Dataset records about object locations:
** start **

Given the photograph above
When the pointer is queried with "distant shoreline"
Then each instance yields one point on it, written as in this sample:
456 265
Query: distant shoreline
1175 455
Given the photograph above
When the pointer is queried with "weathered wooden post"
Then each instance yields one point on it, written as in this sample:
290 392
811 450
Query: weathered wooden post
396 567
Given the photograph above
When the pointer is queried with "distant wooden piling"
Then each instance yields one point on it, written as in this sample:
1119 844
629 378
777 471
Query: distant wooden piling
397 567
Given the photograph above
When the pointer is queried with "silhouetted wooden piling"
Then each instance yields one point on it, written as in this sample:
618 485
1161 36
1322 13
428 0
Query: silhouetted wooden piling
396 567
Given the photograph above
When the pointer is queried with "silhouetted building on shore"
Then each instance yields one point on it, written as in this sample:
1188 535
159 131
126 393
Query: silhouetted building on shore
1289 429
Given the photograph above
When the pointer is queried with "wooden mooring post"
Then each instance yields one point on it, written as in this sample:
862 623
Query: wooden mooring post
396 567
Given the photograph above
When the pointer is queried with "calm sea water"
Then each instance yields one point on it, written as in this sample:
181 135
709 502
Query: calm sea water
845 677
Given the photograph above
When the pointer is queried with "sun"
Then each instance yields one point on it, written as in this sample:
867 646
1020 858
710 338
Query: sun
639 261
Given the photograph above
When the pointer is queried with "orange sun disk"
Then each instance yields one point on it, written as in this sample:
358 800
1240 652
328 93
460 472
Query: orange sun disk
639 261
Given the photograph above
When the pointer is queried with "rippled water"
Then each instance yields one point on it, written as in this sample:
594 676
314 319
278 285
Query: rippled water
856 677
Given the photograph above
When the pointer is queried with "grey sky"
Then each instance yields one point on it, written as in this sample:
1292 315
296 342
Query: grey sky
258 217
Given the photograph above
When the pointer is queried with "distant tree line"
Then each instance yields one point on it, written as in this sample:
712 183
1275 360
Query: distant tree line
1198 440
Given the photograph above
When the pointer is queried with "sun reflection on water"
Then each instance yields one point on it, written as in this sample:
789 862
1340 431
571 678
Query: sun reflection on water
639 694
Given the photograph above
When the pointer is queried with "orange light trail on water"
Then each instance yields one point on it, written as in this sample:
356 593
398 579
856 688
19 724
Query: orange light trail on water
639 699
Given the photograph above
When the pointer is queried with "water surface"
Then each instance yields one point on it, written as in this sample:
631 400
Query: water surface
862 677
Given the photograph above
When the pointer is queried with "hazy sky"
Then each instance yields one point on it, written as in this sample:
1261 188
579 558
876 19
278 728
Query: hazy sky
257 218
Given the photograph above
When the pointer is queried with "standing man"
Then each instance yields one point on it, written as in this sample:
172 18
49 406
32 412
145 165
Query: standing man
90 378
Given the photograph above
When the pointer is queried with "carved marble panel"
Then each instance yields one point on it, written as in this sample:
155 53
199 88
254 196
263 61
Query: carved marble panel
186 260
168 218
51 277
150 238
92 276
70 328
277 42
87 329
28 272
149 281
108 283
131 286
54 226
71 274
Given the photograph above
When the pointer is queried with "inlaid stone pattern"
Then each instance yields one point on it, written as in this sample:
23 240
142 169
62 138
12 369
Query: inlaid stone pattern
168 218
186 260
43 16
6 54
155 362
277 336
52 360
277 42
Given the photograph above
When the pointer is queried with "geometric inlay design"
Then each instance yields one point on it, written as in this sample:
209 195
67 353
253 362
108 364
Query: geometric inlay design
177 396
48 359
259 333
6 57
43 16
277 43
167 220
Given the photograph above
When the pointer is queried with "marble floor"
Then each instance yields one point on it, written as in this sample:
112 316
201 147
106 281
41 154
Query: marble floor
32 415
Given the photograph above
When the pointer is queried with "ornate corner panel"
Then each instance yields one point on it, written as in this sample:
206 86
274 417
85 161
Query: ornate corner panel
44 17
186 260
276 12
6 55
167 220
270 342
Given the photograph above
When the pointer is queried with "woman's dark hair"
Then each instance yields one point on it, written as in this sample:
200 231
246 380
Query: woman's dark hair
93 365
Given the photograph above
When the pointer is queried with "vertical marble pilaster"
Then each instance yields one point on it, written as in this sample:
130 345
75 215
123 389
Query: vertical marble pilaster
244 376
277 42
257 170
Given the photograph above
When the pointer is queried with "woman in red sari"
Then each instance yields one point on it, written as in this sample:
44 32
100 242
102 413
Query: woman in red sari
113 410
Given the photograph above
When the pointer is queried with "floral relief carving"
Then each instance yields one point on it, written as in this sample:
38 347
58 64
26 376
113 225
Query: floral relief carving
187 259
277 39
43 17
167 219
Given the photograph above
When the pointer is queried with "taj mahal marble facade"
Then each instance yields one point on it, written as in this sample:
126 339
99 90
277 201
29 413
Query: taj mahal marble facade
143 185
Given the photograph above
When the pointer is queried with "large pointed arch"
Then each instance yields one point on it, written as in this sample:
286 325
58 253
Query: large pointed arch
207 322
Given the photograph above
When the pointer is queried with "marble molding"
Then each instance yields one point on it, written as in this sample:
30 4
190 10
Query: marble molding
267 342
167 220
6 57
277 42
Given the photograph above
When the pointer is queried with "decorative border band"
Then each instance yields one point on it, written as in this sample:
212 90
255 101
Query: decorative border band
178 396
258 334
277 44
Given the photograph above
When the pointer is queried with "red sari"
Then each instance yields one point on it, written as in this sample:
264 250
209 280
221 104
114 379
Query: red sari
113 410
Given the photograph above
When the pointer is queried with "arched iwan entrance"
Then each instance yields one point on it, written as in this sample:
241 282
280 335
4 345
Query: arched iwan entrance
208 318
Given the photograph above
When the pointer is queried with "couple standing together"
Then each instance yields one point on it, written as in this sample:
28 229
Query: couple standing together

** end **

Extract each line of the listing above, copying it word for word.

Given the photograph above
When the pointer is queried with "distant shoreline"
Then each instance yields one point on it, written as in this sample:
456 265
Query: distant shoreline
1175 455
Given the photograph above
When the pointer is queried with "weathered wooden post"
Then each instance yields one point on it, written as in this sample:
290 392
811 450
Query: weathered wooden post
396 567
Given the photograph above
When the pointer is queried with "distant wooden piling"
Then each instance yields one point on it, written as in this sample:
1119 844
629 378
777 471
Query: distant wooden piling
397 567
Given the photograph above
When the pointer is queried with "silhouetted wooden piling"
Then each instance yields one point on it, written as in this sample:
618 485
1161 36
1322 13
428 0
Query: silhouetted wooden piling
396 567
Given the photograph above
When the pointer is queried with "silhouetted building on shore"
Then each instance yields one point on it, written as in this sample:
1188 535
159 131
126 393
Query: silhouetted building on shore
1289 429
Given the photograph above
When the pointer is queried with "wooden mooring post"
Then each instance yields one point on it, written as in this sample:
862 623
Query: wooden mooring post
396 567
Given the photograph above
When the pointer is queried with "calm sea water"
Then each instance yields one point on it, written as in this sample:
181 135
709 502
Query: calm sea water
845 677
Given the photograph above
When the pointer is queried with "sun"
Then each instance yields one point on it, written as in this sample:
867 646
1020 858
710 338
Query: sun
639 261
Given the photograph above
When the pointer is queried with "orange sun disk"
Then each instance yields one point on it, written as in this sample:
358 800
1240 652
328 93
460 472
Query: orange sun disk
639 261
Given the photograph above
When the pointer is queried with "rippled water"
Then each instance yields one point on it, written as in this sample:
594 676
314 319
278 285
Query: rippled water
856 677
Given the photograph above
When the pointer is queried with "grey sky"
Then each instance yields one point on it, written as in this sample:
1292 315
296 342
Query: grey sky
258 217
Given the photograph above
When the pointer is queried with "distant tree line"
Then each instance yields one point on it, written as in this sample:
712 183
1275 360
Query: distant tree line
1198 440
Given the photograph above
When the pointer is queried with "sun reflection on water"
Then each instance yields one point on it, written as in this sample:
789 862
1340 431
571 678
Query: sun reflection on water
639 694
Given the photograph above
When the pointer is queried with "orange light trail on water"
Then each instance yields one point on it, written as in this sample:
356 593
398 579
856 688
19 724
Query: orange light trail on water
639 699
Given the photograph above
When the pointer is queried with "water surface"
Then each instance yields one point on it, written as in this sample:
631 400
Query: water surface
862 677
Given the photograph above
When the pointer is queried with "hazy sky"
Then each instance yields one point on it, written as in this sample:
1261 188
579 558
876 19
278 728
Query: hazy sky
257 218
Given the photograph above
When the pointer is queried with "standing man"
Then each instance yields one point on it, written as in this sample:
172 18
49 406
32 412
145 165
Query: standing man
90 378
Given the photograph above
When the pointer is queried with "carved marble panel"
Then each instance yields one point on it, written as in this sample:
155 53
199 88
254 196
263 61
Query: carved marble panel
186 260
168 218
51 277
150 238
92 276
70 328
277 42
87 329
28 272
149 281
108 283
131 286
54 226
71 274
Given the photograph above
When the pointer is queried with "inlaid stone pattern"
Then each instance yields one point on it, written as in this sample:
23 240
142 169
62 138
12 369
Query: inlaid stone pattern
168 218
186 260
43 16
6 54
155 362
277 336
52 360
277 42
Given the photograph above
When the pointer is queried with "geometric inlay design"
Then each instance yields one point on it, written as in this sample:
209 195
67 353
253 362
108 364
Query: geometric inlay design
177 396
48 359
259 333
6 57
43 16
277 43
167 220
Given the photograph above
When the pointer is queried with "marble floor"
Then each instance yields one point on it, written as in this sample:
112 316
201 147
106 281
41 154
Query: marble floor
32 415
Given the photograph above
When the pointer is queried with "ornate corner panel"
Then each instance yields one point on it, written as in this sample:
206 86
274 417
85 161
Query: ornate corner panel
44 17
186 260
276 12
6 55
167 220
270 342
Given the photograph above
When the pointer is queried with "woman's dark hair"
Then each instance yields one point on it, written as in this sample:
200 231
246 380
Query: woman's dark hair
93 365
Given the photograph above
When the pointer is queried with "vertical marble pilaster"
Then each instance yields one point on it, written as in this sample:
130 345
75 215
123 389
Query: vertical marble pilaster
244 376
277 42
257 170
Given the photograph above
When the pointer is queried with "woman in red sari"
Then each instance yields one point on it, written as in this sample:
44 32
100 242
102 413
Query: woman in red sari
113 410
Given the photograph above
When the pointer is queried with "floral relief carving"
Then each instance yields one point on it, written as in this sample:
38 347
58 64
26 376
113 225
Query: floral relief carving
187 259
277 39
43 17
167 219
Given the photograph above
When the pointer is queried with "taj mahal marble facade"
Then each instance yields one point on it, written as in this sample:
126 339
99 90
277 201
29 413
Query: taj mahal marble facade
143 185
Given the photograph above
When the pointer is queried with "large pointed arch"
Then each instance yields one point on it, written as in this sample:
286 325
58 253
Query: large pointed arch
207 322
Given the photograph above
When the pointer is queried with "marble molding"
Then each instance yields one point on it, written as in this sample:
30 4
190 10
Query: marble molding
267 342
167 220
6 57
277 42
Given the photograph above
When the pointer is queried with "decorative border band"
Then each instance yields one point on it, written as in this sample:
212 90
255 101
Query: decorative border band
178 396
258 334
277 44
Given the photograph above
When the pointer is queried with "red sari"
Then each instance yields one point on it, written as in this sample:
264 250
209 280
221 104
114 379
Query: red sari
113 410
Given the photograph above
When the pointer is queried with "arched iwan entrance"
Then each instance yields one point on it, written as in this sample:
241 282
280 335
4 345
Query: arched iwan entrance
208 318
Given the photograph above
When the pointer is queried with "couple standing together"
Then each instance yields one point on it, written as in this sample:
28 229
Query: couple standing together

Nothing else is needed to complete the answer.